[Collection entries]
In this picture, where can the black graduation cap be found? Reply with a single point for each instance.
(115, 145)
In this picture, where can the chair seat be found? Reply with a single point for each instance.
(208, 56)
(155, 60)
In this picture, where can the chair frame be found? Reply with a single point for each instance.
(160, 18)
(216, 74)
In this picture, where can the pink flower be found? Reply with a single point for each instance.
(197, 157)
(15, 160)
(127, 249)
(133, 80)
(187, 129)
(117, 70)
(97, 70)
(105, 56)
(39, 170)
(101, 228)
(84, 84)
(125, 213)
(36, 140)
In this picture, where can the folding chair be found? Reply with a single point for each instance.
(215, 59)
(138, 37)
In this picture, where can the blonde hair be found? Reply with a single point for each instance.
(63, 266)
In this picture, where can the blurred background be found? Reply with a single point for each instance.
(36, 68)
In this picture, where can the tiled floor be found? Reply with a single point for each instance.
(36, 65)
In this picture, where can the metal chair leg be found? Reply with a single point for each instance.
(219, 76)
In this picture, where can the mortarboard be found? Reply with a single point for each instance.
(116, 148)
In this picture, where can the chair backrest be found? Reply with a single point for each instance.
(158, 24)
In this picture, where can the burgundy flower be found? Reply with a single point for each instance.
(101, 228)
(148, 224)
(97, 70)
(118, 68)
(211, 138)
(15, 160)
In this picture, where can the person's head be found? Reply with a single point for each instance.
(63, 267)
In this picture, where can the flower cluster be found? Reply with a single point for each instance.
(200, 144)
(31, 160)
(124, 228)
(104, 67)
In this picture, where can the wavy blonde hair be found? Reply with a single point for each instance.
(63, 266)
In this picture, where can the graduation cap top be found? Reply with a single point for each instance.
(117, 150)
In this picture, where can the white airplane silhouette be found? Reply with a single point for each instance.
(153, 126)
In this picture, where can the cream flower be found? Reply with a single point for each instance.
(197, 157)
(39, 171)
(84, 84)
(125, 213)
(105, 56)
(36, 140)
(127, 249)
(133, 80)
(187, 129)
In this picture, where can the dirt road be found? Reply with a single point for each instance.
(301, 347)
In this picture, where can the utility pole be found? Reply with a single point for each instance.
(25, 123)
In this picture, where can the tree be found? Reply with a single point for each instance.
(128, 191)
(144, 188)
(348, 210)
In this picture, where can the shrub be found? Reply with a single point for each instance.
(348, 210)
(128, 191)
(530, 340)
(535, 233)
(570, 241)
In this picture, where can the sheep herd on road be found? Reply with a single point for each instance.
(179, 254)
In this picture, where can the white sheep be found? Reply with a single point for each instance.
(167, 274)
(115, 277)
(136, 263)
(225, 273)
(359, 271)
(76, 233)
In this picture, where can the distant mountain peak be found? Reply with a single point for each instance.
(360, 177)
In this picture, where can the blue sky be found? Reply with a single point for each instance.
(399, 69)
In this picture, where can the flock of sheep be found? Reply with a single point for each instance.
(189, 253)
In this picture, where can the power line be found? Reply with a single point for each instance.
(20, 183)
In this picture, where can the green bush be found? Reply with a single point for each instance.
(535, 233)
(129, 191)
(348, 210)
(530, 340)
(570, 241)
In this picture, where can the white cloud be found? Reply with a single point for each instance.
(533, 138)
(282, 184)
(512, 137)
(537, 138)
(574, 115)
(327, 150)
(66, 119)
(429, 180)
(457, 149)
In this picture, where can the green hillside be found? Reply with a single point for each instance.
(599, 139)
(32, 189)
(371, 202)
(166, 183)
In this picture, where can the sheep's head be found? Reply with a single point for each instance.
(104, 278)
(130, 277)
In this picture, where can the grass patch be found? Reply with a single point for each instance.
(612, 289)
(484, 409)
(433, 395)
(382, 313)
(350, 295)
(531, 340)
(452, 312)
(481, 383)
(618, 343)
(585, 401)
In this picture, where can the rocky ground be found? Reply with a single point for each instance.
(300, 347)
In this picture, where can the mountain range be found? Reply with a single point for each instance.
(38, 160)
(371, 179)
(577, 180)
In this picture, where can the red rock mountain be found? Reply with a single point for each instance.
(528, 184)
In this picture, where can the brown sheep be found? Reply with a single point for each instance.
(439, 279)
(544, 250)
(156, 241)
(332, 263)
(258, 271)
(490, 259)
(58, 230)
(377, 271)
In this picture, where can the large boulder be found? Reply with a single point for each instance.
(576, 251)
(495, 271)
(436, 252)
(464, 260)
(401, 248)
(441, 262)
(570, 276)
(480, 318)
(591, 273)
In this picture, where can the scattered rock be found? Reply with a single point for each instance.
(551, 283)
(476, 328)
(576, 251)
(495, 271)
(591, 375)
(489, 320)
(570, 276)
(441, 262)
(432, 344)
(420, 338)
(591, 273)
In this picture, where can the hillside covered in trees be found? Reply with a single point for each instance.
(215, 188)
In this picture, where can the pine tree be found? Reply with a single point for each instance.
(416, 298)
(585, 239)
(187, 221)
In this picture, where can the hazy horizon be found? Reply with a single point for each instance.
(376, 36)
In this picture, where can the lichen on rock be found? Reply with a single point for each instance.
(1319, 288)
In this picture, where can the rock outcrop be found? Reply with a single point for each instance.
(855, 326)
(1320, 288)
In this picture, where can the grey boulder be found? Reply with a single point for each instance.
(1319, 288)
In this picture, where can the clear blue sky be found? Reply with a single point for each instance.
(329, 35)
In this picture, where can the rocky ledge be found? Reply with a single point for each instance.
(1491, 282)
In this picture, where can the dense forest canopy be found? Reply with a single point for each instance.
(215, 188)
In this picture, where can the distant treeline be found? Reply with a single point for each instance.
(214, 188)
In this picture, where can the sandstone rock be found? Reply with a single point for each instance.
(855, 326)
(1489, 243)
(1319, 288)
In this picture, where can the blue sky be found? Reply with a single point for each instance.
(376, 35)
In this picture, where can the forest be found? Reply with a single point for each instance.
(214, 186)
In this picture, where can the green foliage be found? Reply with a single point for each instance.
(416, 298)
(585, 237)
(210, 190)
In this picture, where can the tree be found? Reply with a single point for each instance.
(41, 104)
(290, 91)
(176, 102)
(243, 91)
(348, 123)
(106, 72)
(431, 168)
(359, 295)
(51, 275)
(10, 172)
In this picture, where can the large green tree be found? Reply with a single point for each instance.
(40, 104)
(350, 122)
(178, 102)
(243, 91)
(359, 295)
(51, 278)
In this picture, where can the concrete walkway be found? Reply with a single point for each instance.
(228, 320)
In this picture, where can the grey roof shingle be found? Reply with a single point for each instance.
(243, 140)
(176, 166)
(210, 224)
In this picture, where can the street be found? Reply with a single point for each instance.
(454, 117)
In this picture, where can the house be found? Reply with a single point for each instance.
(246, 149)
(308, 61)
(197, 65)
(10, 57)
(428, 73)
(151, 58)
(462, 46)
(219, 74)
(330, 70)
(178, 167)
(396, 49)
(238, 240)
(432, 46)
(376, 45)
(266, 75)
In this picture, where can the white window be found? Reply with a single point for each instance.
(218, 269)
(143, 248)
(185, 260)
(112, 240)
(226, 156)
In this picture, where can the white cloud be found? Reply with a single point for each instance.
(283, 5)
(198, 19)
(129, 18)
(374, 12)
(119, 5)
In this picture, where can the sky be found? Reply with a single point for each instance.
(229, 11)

> [PROMPT]
Each line of the records above must be copied exactly.

> [ANSWER BOX]
In this picture, where can the black graduation cap be found? Reply with a single point for each instance.
(115, 145)
In this picture, where can the chair seat be found? Reply with a single point for each instance.
(208, 56)
(155, 60)
In this picture, where can the chair frame be found? Reply with a single point for each instance.
(160, 18)
(216, 74)
In this picture, where can the pink flower be found? Reply with a single point for each instance.
(197, 157)
(15, 160)
(127, 249)
(133, 80)
(187, 129)
(117, 70)
(97, 70)
(105, 56)
(39, 170)
(101, 228)
(84, 84)
(125, 213)
(36, 140)
In this picture, where can the folding chair be found? Reply with a single point for each instance.
(215, 59)
(138, 37)
In this picture, where can the blonde hair be found? Reply with a single point for each instance.
(63, 266)
In this picture, where can the blurred background be found? Reply with a single point for each instance.
(36, 68)
In this picture, where can the tiled floor be found? Reply with a single point for each instance.
(36, 65)
In this picture, where can the metal chair leg be found? Reply with a single point for each instance.
(219, 76)
In this picture, where can the mortarboard be found? Reply with a single point for each instance.
(116, 148)
In this picture, where can the chair backrest be found? Reply with a single point for each instance.
(158, 24)
In this picture, where can the burgundy flower be found? Reply with a single point for each instance.
(101, 228)
(148, 224)
(97, 70)
(118, 68)
(211, 138)
(15, 160)
In this picture, where can the person's head be found? Reply with a single point for each instance.
(63, 267)
In this picture, where can the flower cluster be found? Reply with a single point for each instance.
(200, 144)
(31, 160)
(124, 228)
(104, 67)
In this picture, where can the wavy blonde hair be found? Reply with a single point for each instance.
(63, 266)
In this picture, where can the graduation cap top be found? Reply with a single point for each instance.
(117, 150)
In this picture, where can the white airplane silhouette be found? Reply with a single point for each instance.
(153, 126)
In this picture, where can the cream flower be found? Reply with a single point for each instance.
(197, 157)
(39, 171)
(84, 84)
(125, 213)
(105, 56)
(36, 140)
(127, 249)
(133, 80)
(187, 129)
In this picture, where can the dirt road be found? Reply with a single point for each instance.
(301, 347)
In this picture, where can the utility pole be found? Reply with a single point for each instance.
(25, 123)
In this picture, where can the tree be found? Reply with a single point for each instance.
(128, 191)
(144, 188)
(348, 210)
In this picture, where can the shrub be found? Reply with a single point for each instance.
(348, 210)
(128, 191)
(530, 340)
(535, 233)
(570, 241)
In this picture, where can the sheep herd on road be found? Reply with a single point for each instance.
(179, 254)
In this picture, where can the white sheep be found? Reply with a single point for each instance.
(167, 274)
(115, 277)
(136, 263)
(225, 273)
(359, 271)
(76, 233)
In this picture, where can the distant mountain peak be found? Reply with a single point for each instance.
(360, 177)
In this picture, where can the blue sky be found? Reply with a single point for each instance.
(399, 69)
In this picture, where can the flock of sheep be found? Reply with a single point for each instance.
(189, 253)
In this picture, where can the power line be found? Reply with a single point for each instance.
(20, 183)
In this picture, where can the green bush be found? Reply with a single point for each instance.
(535, 233)
(129, 191)
(348, 210)
(530, 340)
(570, 241)
In this picture, where can the white cloud be found? Reply with a single point for each instance.
(533, 138)
(282, 184)
(512, 137)
(537, 138)
(574, 115)
(327, 150)
(66, 119)
(429, 180)
(457, 149)
In this picture, where can the green hillside be found? Reply with a single point for each instance.
(599, 139)
(32, 189)
(371, 202)
(166, 183)
In this picture, where can the sheep's head be found? Reply with a single point for each instance.
(104, 278)
(130, 277)
In this picture, where can the grass patch be found? Reply with a single point for each instance.
(612, 289)
(484, 409)
(433, 395)
(382, 313)
(350, 295)
(531, 340)
(452, 312)
(481, 383)
(618, 343)
(585, 401)
In this picture, where can the rocky ground be found? Reply with a single point for each instance.
(300, 347)
In this picture, where can the mountain range be found? Reply with a single point for each instance.
(38, 160)
(371, 179)
(577, 180)
In this picture, where can the red rock mountain be found? Reply with a single point for each instance.
(528, 184)
In this picture, where can the brown sheep be found? Reply with a single point for each instance.
(439, 279)
(544, 250)
(156, 241)
(332, 263)
(258, 271)
(490, 259)
(58, 230)
(377, 271)
In this picture, where can the large boulder be found? Reply with a single point for each instance.
(576, 251)
(495, 271)
(436, 252)
(464, 260)
(401, 248)
(441, 262)
(570, 276)
(480, 318)
(591, 273)
In this picture, where can the scattered rock be found? Reply with a single point for each instance.
(551, 283)
(476, 328)
(576, 251)
(495, 271)
(591, 375)
(489, 320)
(570, 276)
(441, 262)
(432, 344)
(420, 338)
(591, 273)
In this picture, where can the hillside covered in trees be found? Reply with a single point for each instance.
(215, 188)
In this picture, where can the pine tree be found? Reply with a single point for each instance.
(416, 298)
(585, 239)
(187, 221)
In this picture, where can the hazy horizon be found? Reply with a single point for each instance.
(376, 36)
In this picture, where can the lichen on rock be found? Reply with a single point for each instance.
(1319, 288)
In this picture, where can the rock outcrop be found? Reply with a single point for each instance.
(855, 326)
(1320, 288)
In this picture, where can the grey boulder be found? Reply with a single point for each instance.
(1319, 288)
In this picture, where can the clear blue sky be found? Reply with a single point for each instance.
(329, 35)
In this picture, where can the rocky ledge be found? Reply with a single point for each instance.
(1491, 282)
In this picture, where can the dense forest canopy be found? Reply with a single point for each instance.
(215, 188)
In this picture, where can the distant treeline be found? Reply with a single point for each instance.
(214, 188)
In this picture, where can the sandstone rock be found? Reply with a single point for each instance.
(855, 326)
(1489, 243)
(1319, 288)
In this picture, where can the blue sky be found? Reply with a single point for each instance.
(376, 35)
In this picture, where can the forest be found? Reply with a single point for each instance.
(214, 186)
In this picture, where can the green foliage be found? Reply with a single point for each instance.
(416, 298)
(585, 237)
(210, 190)
In this picture, where can the tree be found? Reply with a single point for each instance.
(41, 104)
(290, 91)
(176, 102)
(243, 91)
(348, 123)
(106, 72)
(431, 168)
(359, 295)
(51, 275)
(10, 172)
In this picture, where can the large green tree be found? Reply with a single point for each instance.
(40, 104)
(350, 122)
(178, 102)
(243, 91)
(359, 295)
(51, 278)
In this picture, where can the concrete walkway be found? Reply with a single point for each instance.
(228, 320)
In this picture, where can the grey roof shingle be found? Reply with a single point for each instance.
(243, 140)
(176, 166)
(210, 224)
In this picture, where can the street be found? Reply with a single point for each instance.
(454, 117)
In this picture, where can the house be found? Reply with a single point for each instance.
(246, 149)
(308, 61)
(197, 65)
(10, 57)
(428, 73)
(151, 58)
(462, 46)
(219, 74)
(330, 70)
(178, 167)
(396, 49)
(238, 240)
(432, 46)
(376, 45)
(266, 75)
In this picture, where can the white window be found? Reply with a single point for each instance.
(218, 269)
(143, 248)
(185, 260)
(112, 240)
(226, 156)
In this picture, where can the white cloud be found? Reply with a single point for each instance.
(283, 5)
(198, 19)
(129, 18)
(374, 12)
(119, 5)
In this picture, where can the sky be found? Reply with a single point for each instance.
(229, 11)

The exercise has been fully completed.